Dataset rows:
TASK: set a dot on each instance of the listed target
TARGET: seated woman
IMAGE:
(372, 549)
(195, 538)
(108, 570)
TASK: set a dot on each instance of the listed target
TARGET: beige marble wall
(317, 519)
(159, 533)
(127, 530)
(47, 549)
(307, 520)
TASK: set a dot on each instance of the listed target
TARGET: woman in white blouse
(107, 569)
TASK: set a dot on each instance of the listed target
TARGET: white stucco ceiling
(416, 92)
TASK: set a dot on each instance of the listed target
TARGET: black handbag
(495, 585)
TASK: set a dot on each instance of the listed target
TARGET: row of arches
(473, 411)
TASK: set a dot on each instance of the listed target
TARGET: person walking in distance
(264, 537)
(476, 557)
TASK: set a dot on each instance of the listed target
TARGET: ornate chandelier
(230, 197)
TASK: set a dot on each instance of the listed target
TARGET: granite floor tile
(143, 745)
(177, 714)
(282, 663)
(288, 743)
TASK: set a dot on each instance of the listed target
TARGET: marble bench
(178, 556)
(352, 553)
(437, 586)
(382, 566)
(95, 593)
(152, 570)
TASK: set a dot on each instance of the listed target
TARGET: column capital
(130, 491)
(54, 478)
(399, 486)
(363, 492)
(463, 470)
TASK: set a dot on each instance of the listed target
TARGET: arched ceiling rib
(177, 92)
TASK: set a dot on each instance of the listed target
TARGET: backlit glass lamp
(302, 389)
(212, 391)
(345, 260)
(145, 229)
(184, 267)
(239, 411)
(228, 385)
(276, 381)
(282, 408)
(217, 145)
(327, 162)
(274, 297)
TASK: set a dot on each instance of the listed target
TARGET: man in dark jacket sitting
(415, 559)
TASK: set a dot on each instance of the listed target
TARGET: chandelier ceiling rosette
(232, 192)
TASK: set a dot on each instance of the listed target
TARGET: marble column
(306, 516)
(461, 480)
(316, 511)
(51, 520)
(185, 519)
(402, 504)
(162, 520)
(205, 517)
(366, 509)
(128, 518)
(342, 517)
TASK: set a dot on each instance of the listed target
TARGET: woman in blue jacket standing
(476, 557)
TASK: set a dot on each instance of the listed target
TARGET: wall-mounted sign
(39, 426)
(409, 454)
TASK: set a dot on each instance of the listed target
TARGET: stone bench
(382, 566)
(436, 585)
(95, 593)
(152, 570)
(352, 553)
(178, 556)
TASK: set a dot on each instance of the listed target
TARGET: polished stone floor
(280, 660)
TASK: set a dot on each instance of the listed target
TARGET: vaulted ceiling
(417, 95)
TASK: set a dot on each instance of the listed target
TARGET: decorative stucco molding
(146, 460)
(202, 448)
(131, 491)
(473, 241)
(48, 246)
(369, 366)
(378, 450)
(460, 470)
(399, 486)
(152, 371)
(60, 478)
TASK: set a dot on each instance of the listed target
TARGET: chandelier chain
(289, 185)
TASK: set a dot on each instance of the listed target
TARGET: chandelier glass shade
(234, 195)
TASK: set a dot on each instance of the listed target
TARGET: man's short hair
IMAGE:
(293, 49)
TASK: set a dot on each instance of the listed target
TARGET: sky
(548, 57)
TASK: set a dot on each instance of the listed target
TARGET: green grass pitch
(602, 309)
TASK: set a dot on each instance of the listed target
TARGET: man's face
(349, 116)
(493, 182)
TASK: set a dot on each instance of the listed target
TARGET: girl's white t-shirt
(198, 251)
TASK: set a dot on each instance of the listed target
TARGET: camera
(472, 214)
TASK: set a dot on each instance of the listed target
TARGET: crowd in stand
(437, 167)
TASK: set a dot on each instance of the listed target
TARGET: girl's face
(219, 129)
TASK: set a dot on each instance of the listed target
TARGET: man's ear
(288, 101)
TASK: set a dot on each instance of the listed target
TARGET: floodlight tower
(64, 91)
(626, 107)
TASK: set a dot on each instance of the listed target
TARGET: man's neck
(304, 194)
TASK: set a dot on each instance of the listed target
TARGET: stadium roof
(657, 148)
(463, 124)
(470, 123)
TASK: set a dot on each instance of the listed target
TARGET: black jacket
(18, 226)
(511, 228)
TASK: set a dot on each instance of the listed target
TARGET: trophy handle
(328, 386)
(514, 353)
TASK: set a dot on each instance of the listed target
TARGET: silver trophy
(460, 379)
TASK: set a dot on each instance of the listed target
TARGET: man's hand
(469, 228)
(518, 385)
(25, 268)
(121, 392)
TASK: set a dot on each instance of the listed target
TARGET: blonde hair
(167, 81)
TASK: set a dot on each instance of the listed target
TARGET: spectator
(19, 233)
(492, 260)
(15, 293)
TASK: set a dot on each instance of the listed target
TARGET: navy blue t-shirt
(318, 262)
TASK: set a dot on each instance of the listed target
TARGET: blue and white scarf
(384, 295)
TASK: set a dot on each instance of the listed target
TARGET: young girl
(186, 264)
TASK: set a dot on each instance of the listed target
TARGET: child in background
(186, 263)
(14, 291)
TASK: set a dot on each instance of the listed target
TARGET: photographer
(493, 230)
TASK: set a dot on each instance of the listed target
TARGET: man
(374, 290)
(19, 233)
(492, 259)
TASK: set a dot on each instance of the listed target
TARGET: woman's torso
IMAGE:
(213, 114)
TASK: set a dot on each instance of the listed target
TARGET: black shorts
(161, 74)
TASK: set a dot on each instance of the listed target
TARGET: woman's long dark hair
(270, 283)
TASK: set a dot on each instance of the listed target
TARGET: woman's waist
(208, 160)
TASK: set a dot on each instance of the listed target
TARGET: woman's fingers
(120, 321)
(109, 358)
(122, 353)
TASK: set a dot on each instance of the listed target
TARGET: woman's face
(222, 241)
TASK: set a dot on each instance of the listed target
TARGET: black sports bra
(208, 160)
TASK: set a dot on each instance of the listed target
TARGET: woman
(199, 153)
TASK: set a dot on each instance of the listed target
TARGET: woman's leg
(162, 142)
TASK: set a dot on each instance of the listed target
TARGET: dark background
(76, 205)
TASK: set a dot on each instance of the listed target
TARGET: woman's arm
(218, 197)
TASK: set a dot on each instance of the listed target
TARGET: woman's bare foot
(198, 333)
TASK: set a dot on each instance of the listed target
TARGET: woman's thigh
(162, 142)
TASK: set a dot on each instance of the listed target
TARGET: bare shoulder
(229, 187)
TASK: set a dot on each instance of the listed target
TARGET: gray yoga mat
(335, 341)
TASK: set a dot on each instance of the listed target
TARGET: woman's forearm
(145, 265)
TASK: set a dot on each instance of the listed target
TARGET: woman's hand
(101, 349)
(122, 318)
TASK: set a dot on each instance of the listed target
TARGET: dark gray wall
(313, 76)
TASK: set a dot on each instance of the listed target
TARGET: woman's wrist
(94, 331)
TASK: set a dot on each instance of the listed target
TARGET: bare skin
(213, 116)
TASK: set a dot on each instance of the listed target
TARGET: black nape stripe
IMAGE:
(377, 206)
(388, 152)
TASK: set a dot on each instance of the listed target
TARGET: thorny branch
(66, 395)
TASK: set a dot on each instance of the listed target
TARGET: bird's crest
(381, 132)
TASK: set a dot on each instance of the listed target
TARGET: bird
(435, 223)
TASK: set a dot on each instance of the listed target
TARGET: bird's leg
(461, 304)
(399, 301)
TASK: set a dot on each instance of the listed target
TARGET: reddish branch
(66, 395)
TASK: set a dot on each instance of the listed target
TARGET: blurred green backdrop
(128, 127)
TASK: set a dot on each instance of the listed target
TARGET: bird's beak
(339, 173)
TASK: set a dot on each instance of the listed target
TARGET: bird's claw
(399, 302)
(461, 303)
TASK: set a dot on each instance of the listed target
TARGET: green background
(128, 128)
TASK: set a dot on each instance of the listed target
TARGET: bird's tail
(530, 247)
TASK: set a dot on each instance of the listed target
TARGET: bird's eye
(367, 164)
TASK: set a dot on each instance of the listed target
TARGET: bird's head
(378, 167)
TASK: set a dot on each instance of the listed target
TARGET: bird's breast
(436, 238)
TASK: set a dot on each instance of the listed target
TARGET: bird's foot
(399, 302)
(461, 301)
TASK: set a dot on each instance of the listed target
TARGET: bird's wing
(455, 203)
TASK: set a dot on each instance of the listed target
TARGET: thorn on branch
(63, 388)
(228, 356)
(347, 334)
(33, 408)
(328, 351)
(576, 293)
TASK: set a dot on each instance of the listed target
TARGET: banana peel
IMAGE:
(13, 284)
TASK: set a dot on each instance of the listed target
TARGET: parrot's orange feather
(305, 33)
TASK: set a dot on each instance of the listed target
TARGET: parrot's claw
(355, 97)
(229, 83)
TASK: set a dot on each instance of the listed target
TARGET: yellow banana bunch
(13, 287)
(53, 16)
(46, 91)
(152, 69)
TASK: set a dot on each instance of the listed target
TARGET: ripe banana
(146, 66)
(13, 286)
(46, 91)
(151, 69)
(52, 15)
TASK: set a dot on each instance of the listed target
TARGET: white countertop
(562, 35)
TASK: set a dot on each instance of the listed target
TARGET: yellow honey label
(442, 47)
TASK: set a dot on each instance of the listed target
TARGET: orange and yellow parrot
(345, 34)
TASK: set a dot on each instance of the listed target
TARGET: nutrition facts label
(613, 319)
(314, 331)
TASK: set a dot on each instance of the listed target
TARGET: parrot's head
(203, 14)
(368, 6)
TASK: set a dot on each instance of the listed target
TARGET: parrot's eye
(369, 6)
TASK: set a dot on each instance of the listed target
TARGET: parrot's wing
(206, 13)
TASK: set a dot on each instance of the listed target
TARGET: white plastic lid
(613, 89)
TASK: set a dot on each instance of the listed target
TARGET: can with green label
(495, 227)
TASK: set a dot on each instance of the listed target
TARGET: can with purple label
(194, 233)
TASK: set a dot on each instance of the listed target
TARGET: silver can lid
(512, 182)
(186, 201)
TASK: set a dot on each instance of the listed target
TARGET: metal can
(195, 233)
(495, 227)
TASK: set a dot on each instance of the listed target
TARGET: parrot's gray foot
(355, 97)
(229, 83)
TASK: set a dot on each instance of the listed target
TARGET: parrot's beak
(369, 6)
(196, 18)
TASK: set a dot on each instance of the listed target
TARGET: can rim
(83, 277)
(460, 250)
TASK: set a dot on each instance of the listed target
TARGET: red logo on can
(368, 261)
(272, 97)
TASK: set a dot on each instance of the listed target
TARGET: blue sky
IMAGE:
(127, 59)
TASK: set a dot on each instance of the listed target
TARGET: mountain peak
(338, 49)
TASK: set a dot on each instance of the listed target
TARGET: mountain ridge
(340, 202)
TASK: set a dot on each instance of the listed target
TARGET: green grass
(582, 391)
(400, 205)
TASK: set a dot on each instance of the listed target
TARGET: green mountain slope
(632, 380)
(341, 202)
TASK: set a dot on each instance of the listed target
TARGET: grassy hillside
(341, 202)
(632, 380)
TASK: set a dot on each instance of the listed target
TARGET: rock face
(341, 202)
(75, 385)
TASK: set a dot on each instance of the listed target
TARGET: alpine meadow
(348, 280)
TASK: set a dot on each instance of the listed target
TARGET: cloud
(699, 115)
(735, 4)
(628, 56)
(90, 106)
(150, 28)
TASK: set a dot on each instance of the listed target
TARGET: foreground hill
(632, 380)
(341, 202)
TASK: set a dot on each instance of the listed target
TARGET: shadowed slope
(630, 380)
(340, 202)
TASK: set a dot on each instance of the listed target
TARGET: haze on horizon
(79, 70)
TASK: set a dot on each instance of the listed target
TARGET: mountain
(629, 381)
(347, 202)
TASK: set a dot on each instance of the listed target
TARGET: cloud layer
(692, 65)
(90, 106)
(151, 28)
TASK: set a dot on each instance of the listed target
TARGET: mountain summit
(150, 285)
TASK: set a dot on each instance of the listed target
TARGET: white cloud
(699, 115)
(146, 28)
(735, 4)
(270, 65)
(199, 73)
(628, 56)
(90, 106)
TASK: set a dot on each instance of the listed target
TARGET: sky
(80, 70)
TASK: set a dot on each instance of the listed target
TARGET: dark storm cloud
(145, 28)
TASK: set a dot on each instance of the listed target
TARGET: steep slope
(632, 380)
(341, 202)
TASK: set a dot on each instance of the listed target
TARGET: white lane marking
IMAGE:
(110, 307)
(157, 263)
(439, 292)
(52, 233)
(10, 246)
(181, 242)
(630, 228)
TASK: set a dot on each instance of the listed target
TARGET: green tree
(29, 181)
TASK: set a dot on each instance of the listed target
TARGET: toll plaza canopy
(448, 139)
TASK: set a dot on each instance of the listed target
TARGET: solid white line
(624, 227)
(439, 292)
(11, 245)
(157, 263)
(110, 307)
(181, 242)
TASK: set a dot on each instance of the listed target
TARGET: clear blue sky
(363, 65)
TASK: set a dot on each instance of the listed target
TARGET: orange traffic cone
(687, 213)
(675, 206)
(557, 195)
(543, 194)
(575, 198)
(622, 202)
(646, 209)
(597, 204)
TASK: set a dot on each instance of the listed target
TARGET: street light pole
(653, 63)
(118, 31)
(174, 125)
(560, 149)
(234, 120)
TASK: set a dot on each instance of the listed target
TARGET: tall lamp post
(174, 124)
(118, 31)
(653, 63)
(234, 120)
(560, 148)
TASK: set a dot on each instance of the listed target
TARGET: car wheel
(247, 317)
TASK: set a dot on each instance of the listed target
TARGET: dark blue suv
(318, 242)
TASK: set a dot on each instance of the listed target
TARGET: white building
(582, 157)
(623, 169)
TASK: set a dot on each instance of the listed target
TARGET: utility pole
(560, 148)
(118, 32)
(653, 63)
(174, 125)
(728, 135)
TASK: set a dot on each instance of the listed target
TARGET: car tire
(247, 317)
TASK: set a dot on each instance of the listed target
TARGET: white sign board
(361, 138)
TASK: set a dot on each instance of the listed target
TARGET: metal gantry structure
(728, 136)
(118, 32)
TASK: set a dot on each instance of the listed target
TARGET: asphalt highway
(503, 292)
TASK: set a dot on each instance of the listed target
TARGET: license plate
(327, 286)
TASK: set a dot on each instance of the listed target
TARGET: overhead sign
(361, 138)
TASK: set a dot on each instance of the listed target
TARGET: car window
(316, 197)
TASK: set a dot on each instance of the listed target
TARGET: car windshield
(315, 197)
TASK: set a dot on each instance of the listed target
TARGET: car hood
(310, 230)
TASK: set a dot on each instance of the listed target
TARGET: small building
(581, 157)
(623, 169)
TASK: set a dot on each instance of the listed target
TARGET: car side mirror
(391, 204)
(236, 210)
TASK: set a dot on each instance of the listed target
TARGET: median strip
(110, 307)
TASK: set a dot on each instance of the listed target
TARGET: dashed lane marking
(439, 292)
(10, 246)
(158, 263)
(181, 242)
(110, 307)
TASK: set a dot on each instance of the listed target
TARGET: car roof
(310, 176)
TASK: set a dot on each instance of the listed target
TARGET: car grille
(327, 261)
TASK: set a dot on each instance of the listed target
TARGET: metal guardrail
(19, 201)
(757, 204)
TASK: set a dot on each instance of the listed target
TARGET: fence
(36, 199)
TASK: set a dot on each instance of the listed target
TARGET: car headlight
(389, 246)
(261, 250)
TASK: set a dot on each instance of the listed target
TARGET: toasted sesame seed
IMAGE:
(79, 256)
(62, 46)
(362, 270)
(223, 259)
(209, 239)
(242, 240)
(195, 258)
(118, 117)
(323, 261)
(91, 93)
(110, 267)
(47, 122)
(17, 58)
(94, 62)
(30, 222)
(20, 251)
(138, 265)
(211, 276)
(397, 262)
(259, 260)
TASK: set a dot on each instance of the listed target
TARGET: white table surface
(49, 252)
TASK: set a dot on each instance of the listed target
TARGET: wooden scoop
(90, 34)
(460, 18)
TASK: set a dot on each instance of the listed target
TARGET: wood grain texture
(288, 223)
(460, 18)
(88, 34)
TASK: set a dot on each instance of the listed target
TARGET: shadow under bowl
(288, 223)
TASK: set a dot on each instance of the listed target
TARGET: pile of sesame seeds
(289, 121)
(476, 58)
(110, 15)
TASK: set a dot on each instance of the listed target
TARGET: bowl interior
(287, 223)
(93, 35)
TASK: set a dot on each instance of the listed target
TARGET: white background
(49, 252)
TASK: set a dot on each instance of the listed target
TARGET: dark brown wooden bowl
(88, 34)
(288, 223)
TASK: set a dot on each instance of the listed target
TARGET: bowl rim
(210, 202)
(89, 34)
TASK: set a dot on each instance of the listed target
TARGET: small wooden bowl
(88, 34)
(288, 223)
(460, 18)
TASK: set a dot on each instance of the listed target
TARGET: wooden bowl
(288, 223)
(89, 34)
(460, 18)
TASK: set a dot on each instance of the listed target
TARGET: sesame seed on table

Work required:
Show every line from the data above that contains the word "stone", copying each line in full. Only matches with the same capitalization count.

Solution:
TARGET: stone bench
TARGET: polished stone floor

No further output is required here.